## [What to work on]
Without the pictures, set down the records below word for word.

## [Records from a point labeling set]

"""

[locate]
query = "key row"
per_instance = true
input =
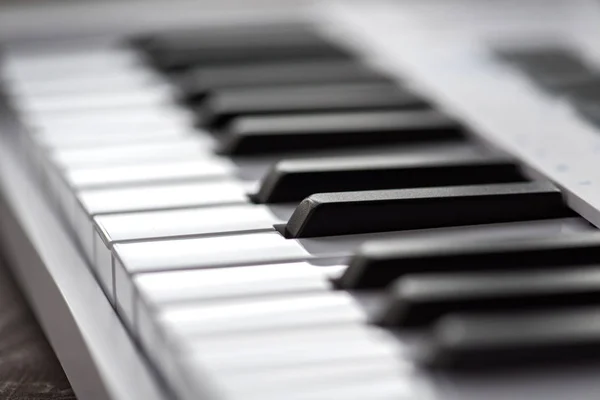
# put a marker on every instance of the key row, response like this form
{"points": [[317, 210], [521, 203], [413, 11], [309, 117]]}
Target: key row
{"points": [[152, 237]]}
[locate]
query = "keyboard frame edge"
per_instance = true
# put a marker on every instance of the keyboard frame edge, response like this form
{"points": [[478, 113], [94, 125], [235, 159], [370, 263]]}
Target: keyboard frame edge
{"points": [[61, 289]]}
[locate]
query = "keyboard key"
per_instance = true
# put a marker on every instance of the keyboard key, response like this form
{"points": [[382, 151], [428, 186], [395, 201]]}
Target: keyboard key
{"points": [[158, 291], [546, 62], [378, 263], [289, 133], [584, 91], [235, 45], [293, 180], [91, 203], [420, 299], [327, 214], [184, 148], [516, 340], [224, 105], [254, 315], [197, 83], [147, 173]]}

"""

## [Solution for this exercise]
[locate]
query = "key row"
per_instance = true
input =
# put a marker on every instance of the key row, response like this form
{"points": [[317, 210], [521, 203], [413, 11], [309, 117]]}
Target: key row
{"points": [[152, 237]]}
[locate]
query = "keyboard frame edge"
per_instance = true
# put a marker on every instance of the keyboard frame edge, response like this form
{"points": [[478, 113], [94, 125], [235, 159], [370, 263]]}
Target: keyboard frame edge
{"points": [[61, 289]]}
[locate]
query = "keyboard key"
per_instance = true
# put a marker on every instance of the keyboard key, response like this form
{"points": [[382, 151], [428, 186], [395, 201]]}
Target: keyboard key
{"points": [[158, 291], [546, 62], [378, 263], [289, 133], [584, 91], [235, 45], [293, 180], [91, 203], [420, 299], [327, 214], [184, 148], [516, 340], [224, 105], [254, 315], [197, 83], [147, 173]]}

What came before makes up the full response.